(What the task asks): Lay out every line of the rows below as a Markdown table with the columns Number and Line, skipping blank lines. Leave the pictures out.

(Records):
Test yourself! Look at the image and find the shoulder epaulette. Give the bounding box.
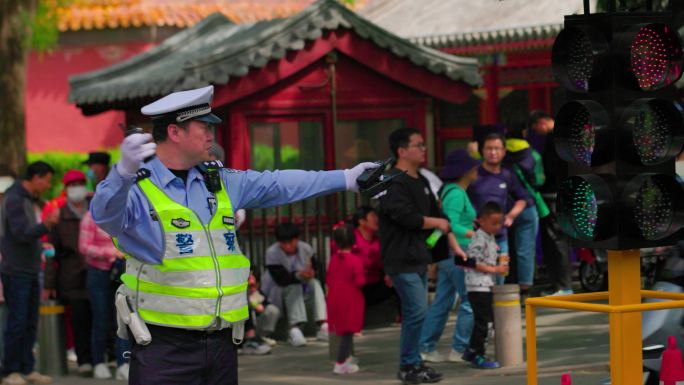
[135,168,152,182]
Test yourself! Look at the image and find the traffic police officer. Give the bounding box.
[91,86,374,385]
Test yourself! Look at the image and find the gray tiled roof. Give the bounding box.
[69,0,482,113]
[359,0,596,48]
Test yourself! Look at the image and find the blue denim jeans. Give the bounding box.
[2,274,40,374]
[511,206,539,286]
[420,257,473,353]
[86,267,131,366]
[390,273,427,366]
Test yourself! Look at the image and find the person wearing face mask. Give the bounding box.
[83,152,112,191]
[43,170,93,376]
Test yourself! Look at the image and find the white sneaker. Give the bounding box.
[76,364,93,377]
[420,350,444,362]
[67,349,78,362]
[242,341,271,356]
[2,372,27,385]
[287,327,306,346]
[93,363,112,380]
[24,370,52,385]
[316,322,328,341]
[116,364,130,381]
[447,349,463,362]
[549,289,575,297]
[333,360,359,374]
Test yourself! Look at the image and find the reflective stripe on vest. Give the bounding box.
[121,178,250,329]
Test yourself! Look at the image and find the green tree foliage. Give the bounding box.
[0,0,71,174]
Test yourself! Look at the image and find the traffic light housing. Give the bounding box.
[552,12,684,250]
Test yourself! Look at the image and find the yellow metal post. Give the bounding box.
[525,302,537,385]
[608,250,642,385]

(Task answer):
| Number | Line |
|---|---|
| 1 | Test yourself! Look at the image and find the shoulder epaulette. Give the bounding box. |
| 2 | [135,168,152,182] |
| 3 | Test yourself! Look at the image and find the traffic police officer. Give the bounding box. |
| 4 | [91,86,374,385] |
| 5 | Test yourself! Look at the image and find the gray tiled roof. Give the bounding box. |
| 6 | [69,0,482,113] |
| 7 | [359,0,596,48] |
| 8 | Test yourself! Look at the image and find the blue denim jeans. Give the bounding box. |
| 9 | [2,274,40,374] |
| 10 | [511,206,539,286] |
| 11 | [420,257,473,353] |
| 12 | [86,267,131,366] |
| 13 | [390,273,427,366] |
| 14 | Test yourself! Look at the image and find the person wearing face mask. Give the bounding box. |
| 15 | [83,152,112,191] |
| 16 | [43,170,93,376] |
| 17 | Test yourself! Look at the image and find the white sneaker. Give the bounding box. |
| 18 | [76,364,93,377] |
| 19 | [420,350,444,362] |
| 20 | [67,349,78,362] |
| 21 | [242,341,271,356] |
| 22 | [2,372,27,385] |
| 23 | [287,327,306,346] |
| 24 | [93,363,112,380] |
| 25 | [24,370,52,385] |
| 26 | [316,322,328,341] |
| 27 | [116,364,130,381] |
| 28 | [447,349,463,362] |
| 29 | [549,289,575,297] |
| 30 | [333,360,359,374] |
| 31 | Test yourself! Look at the image and find the reflective stripe on vest. Give the bounding box. |
| 32 | [121,178,250,329] |
| 33 | Test yourself! Look at the image and find the green tree foliage. Give the bounding box. |
| 34 | [0,0,71,174] |
| 35 | Test yourself! Look at the image and find the traffic light housing. Give the bounding box. |
| 36 | [552,12,684,250] |
| 37 | Test yourself! Look at the image and find the yellow metal post. Give the bounding box. |
| 38 | [525,302,537,385] |
| 39 | [608,250,642,385] |